**WORK TO DO**
Which lines in the entries below contain the word "book"? Pull out each of those lines in full, and treat uppercase and lowercase as different.

**DATA EXCERPTS**
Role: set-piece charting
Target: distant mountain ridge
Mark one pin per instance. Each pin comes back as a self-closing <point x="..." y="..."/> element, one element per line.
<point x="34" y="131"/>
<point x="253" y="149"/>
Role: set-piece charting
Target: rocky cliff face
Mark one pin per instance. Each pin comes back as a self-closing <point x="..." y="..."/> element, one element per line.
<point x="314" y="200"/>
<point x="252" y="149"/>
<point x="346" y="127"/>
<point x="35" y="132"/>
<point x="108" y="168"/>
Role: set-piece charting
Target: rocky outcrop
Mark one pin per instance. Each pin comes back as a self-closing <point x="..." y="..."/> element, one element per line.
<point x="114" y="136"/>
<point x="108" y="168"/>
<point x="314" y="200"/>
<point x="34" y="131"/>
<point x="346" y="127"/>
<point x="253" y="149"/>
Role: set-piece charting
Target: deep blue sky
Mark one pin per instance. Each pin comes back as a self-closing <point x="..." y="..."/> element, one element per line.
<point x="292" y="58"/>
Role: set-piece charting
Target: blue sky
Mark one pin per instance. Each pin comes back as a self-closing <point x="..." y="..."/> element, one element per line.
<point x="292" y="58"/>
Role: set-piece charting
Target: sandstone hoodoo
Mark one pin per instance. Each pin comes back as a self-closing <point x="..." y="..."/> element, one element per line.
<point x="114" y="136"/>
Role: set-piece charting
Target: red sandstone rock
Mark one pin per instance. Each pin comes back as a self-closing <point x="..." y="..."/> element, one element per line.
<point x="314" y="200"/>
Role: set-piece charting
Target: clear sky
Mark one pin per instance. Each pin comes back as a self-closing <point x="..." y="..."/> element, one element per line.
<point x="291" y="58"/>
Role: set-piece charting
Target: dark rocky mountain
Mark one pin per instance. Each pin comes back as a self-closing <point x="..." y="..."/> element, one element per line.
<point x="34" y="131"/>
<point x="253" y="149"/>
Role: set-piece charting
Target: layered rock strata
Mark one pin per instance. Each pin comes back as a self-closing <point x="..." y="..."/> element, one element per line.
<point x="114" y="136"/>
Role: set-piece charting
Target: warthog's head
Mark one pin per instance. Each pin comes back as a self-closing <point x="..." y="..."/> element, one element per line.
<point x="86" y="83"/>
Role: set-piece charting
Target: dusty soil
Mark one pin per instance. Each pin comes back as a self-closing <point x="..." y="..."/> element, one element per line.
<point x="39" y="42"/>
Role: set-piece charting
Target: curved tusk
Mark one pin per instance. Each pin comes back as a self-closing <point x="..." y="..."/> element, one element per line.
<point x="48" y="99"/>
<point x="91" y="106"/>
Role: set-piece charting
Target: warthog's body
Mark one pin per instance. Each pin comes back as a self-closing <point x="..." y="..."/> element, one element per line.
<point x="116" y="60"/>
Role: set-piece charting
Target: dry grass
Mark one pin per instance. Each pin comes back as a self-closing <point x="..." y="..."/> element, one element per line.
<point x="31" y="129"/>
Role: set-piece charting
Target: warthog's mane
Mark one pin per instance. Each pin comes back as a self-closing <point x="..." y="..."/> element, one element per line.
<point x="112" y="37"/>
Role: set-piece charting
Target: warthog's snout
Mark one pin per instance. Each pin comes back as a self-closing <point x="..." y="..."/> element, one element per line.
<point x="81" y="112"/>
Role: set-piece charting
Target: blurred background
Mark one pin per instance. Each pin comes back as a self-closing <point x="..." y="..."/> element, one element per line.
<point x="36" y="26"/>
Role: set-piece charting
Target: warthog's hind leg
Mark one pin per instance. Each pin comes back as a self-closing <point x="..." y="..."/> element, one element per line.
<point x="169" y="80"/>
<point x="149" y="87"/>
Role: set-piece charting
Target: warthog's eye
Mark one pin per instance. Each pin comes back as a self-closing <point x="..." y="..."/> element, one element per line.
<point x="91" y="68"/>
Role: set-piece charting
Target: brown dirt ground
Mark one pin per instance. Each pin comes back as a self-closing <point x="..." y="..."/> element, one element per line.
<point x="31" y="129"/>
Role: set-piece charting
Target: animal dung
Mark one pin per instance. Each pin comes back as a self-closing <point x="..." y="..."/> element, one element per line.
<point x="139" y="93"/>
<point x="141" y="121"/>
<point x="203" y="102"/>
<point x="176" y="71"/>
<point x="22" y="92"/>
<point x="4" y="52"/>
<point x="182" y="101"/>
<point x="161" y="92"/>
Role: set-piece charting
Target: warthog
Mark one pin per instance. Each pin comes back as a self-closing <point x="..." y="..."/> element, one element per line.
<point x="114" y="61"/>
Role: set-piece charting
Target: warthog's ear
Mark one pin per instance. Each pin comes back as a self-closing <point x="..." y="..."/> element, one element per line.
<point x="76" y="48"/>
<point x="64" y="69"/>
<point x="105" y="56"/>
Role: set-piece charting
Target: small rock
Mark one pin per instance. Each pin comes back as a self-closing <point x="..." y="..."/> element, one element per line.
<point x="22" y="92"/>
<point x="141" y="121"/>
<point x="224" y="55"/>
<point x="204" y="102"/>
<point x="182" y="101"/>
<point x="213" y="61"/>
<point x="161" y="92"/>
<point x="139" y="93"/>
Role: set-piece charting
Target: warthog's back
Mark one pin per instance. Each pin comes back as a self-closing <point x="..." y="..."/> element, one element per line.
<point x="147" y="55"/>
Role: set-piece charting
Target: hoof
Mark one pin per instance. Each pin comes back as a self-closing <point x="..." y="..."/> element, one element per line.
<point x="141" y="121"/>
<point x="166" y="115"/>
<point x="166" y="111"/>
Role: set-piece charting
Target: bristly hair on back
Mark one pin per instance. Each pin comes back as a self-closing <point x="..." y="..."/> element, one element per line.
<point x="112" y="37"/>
==
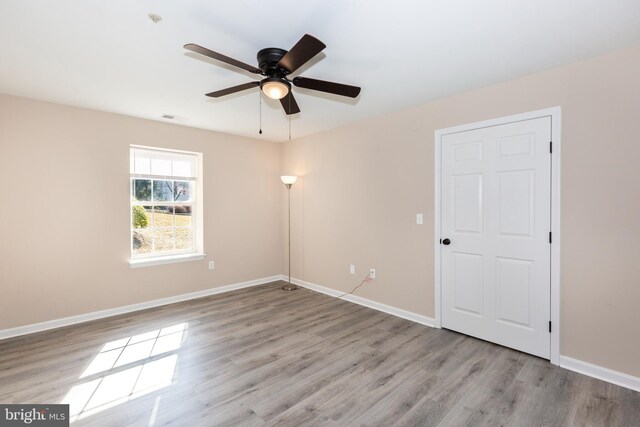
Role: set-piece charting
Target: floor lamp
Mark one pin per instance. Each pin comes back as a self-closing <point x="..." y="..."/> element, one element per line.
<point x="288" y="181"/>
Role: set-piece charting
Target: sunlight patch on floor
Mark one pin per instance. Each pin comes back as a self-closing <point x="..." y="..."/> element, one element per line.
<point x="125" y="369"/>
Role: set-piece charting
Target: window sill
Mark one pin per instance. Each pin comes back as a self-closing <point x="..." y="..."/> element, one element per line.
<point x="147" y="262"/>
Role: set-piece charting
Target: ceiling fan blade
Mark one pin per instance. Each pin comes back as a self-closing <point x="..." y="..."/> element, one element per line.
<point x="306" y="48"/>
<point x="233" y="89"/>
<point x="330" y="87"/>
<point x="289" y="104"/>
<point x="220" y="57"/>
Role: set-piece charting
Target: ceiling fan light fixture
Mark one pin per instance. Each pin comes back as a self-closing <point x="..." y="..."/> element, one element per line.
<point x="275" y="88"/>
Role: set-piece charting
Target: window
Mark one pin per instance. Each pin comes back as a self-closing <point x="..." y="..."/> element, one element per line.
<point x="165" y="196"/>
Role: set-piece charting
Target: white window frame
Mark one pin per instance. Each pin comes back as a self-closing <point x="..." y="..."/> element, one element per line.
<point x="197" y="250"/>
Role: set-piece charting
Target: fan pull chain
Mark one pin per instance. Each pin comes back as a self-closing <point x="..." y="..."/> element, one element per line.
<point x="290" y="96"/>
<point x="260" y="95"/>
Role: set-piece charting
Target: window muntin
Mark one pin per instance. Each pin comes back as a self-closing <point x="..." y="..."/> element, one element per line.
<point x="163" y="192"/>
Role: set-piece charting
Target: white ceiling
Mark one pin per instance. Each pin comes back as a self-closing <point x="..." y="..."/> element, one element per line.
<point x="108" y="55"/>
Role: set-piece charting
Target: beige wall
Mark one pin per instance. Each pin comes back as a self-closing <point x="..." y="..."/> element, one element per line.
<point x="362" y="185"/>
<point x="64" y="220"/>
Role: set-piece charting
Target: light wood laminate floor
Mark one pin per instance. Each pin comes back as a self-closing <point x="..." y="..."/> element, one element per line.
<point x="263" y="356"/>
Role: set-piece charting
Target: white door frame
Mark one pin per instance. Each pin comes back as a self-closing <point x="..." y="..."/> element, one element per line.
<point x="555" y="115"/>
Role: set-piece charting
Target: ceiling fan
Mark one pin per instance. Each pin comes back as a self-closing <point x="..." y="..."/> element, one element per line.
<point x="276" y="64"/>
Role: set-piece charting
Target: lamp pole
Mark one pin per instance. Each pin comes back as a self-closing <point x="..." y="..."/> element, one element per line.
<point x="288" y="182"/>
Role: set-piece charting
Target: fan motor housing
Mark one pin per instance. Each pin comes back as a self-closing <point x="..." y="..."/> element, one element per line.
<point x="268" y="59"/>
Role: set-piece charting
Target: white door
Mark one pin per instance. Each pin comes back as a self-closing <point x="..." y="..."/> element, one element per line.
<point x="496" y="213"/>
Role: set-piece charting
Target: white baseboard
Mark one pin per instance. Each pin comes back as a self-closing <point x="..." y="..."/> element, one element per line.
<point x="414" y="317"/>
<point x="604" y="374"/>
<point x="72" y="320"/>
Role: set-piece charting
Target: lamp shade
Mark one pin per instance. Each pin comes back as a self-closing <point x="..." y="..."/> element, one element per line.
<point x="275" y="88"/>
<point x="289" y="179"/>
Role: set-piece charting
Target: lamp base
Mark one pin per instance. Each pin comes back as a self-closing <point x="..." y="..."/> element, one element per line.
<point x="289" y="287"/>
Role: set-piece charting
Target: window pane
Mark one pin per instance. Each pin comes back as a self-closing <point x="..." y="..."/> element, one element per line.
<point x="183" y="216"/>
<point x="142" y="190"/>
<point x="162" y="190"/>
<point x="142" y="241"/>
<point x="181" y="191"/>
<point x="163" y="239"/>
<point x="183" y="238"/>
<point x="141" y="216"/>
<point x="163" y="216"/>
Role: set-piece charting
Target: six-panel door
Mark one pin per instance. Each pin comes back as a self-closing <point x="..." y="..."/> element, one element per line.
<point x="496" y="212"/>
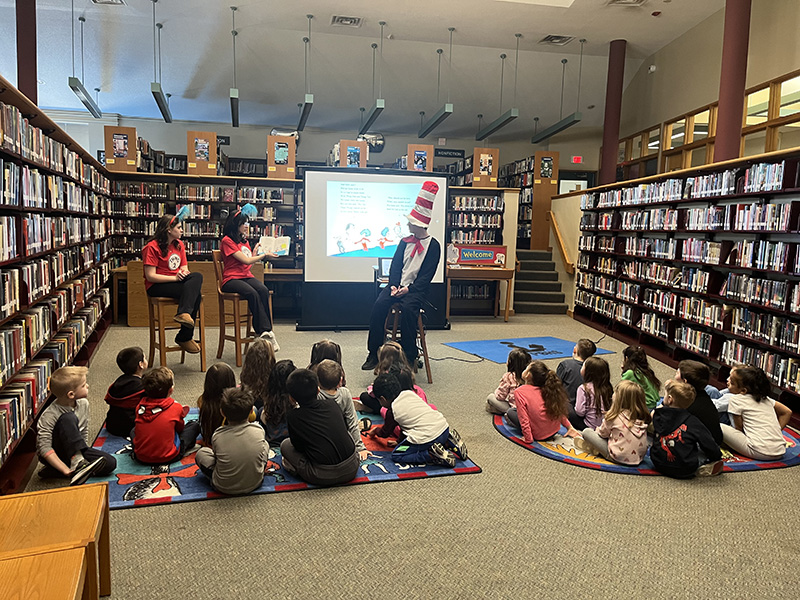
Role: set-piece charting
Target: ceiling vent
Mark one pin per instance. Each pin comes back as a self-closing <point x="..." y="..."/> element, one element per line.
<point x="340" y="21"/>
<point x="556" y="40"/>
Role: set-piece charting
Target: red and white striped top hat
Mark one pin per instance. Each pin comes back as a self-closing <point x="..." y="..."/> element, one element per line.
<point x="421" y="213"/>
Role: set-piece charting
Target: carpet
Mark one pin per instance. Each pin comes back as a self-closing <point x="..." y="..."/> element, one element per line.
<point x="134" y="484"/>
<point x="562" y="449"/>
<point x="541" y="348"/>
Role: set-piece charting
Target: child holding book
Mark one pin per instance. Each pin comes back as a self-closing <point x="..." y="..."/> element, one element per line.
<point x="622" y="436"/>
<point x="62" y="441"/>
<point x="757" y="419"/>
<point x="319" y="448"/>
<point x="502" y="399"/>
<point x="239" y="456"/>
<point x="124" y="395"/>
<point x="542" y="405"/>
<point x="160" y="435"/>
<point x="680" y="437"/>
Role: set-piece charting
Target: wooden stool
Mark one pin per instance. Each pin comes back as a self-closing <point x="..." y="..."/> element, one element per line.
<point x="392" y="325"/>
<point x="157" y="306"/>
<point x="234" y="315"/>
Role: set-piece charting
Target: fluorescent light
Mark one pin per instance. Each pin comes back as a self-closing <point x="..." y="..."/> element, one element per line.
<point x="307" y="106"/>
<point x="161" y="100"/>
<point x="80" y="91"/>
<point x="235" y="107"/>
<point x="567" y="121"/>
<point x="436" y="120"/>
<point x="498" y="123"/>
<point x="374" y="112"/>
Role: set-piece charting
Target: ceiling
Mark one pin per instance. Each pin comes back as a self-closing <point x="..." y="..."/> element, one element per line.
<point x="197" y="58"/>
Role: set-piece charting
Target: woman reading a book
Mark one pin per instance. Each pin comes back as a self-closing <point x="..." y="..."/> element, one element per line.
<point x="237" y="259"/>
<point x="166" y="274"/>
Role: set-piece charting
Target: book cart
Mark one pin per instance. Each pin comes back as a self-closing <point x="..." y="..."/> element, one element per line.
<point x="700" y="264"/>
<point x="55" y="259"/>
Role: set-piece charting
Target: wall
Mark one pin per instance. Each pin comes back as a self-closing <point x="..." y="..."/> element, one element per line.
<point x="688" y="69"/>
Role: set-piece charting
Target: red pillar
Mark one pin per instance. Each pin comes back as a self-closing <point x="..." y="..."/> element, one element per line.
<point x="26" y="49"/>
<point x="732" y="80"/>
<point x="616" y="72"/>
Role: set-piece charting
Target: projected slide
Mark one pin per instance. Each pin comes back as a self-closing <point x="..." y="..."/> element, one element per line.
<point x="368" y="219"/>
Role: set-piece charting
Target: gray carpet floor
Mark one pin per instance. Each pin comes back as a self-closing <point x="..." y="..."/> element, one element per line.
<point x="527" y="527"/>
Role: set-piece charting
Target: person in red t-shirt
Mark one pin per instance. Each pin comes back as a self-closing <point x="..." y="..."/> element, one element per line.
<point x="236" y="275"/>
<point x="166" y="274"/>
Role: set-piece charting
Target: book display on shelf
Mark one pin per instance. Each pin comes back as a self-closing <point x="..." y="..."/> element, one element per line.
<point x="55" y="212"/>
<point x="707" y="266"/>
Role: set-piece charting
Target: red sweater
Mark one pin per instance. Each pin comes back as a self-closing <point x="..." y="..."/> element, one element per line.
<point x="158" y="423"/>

**FINISHED ANSWER**
Target: child holding book
Target: woman reading a book
Target: book cart
Target: book display on shelf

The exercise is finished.